§ **What to do**:
Which lines in the data contain the word "flower"? Please copy each of them.

Saved entries:
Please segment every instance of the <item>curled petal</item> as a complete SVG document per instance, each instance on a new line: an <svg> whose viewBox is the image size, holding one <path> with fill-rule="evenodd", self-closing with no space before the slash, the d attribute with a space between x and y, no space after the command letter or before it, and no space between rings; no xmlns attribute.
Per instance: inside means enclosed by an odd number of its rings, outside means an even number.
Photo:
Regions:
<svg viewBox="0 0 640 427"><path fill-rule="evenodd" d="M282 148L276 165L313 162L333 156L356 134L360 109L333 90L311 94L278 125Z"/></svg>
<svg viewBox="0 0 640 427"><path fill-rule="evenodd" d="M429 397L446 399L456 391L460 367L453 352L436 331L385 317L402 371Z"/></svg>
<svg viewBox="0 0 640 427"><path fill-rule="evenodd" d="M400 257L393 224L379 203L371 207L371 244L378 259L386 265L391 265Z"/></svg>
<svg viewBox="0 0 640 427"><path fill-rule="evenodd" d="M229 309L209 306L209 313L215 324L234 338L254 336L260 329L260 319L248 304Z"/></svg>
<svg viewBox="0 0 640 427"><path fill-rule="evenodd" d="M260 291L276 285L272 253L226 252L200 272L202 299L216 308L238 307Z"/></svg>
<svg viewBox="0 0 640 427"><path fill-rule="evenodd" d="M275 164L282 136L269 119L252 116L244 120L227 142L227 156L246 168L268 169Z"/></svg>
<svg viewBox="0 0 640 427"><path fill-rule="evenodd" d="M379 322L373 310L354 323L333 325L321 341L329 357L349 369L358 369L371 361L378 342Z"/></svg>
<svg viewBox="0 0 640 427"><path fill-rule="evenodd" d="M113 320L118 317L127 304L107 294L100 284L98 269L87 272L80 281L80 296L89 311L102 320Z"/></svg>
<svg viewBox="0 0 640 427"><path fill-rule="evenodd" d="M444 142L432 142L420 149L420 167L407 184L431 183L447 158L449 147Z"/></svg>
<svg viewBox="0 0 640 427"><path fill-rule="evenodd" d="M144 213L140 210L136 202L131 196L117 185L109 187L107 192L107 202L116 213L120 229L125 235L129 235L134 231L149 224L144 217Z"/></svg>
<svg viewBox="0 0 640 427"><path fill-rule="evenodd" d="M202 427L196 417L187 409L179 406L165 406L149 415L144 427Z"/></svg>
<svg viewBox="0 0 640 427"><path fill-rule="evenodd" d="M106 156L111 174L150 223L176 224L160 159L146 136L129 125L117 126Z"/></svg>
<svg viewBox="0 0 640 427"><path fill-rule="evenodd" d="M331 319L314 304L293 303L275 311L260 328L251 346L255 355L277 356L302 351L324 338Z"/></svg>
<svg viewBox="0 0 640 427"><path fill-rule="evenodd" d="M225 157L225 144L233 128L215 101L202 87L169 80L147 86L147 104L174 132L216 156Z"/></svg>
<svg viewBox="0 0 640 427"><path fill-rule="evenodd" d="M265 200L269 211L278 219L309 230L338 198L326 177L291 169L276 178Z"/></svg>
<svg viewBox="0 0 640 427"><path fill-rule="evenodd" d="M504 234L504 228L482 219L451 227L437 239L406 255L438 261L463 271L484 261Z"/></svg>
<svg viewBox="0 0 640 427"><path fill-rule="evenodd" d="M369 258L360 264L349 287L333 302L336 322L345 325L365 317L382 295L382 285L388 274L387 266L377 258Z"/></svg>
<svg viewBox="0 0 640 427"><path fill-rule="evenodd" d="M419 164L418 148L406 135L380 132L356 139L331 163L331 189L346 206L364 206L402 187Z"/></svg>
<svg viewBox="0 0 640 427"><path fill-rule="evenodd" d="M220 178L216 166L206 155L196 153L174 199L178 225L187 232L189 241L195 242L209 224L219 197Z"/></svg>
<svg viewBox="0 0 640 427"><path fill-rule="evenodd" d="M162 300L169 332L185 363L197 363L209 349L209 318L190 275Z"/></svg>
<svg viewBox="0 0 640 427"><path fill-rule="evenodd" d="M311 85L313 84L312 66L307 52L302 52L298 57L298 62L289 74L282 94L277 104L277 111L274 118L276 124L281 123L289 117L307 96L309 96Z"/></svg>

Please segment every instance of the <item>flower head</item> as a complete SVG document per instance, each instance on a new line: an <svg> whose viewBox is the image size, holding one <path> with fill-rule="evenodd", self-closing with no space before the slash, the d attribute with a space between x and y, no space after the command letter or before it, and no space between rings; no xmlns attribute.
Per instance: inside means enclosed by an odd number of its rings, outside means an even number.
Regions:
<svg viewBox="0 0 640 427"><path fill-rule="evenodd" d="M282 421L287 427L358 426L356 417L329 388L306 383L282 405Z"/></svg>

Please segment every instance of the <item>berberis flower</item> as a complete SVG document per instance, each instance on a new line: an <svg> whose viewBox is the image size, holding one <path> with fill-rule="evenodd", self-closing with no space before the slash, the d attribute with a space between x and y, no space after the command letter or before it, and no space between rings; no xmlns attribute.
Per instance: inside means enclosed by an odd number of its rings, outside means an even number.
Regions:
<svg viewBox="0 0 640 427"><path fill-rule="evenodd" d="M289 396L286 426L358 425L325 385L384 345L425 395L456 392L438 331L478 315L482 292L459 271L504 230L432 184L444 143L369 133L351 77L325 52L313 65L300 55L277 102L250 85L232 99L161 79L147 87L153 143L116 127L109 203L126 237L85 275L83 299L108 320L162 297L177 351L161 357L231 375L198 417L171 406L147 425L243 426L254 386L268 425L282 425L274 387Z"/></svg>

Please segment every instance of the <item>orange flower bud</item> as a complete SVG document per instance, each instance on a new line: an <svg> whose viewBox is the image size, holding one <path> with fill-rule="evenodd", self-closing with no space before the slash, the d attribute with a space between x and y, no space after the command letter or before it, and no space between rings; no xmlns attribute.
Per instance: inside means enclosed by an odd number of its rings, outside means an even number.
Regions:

§ **Written reply**:
Please segment every instance of the <item>flower head</item> as a complete SVG document per instance, each instance on a new line: an <svg> whose viewBox is the image size, holding one <path> with fill-rule="evenodd", self-closing with no space before the slash, the d attribute with a space between x and y, no space after the command letter or before it, and no space between rings; no xmlns attribute.
Please segment every instance of the <item>berberis flower</item> as a complete SVG document per instance, each instance on a new line: an <svg> whose viewBox is the image size, holding one <path> with fill-rule="evenodd", self-closing with no space before the slash, the d attribute with a space between x and y, no space after the command letter or before it, and no space between rings; no xmlns attribute.
Please segment every instance of the <item>orange flower bud</item> as a complete SVG document per instance, each instance on a new line: an <svg> whose viewBox is the image size, holding one <path> with fill-rule="evenodd", self-closing with no space before the slash, the d attribute with a space between x and y, no space after the command letter or before it, and no space between rings; no xmlns attribute.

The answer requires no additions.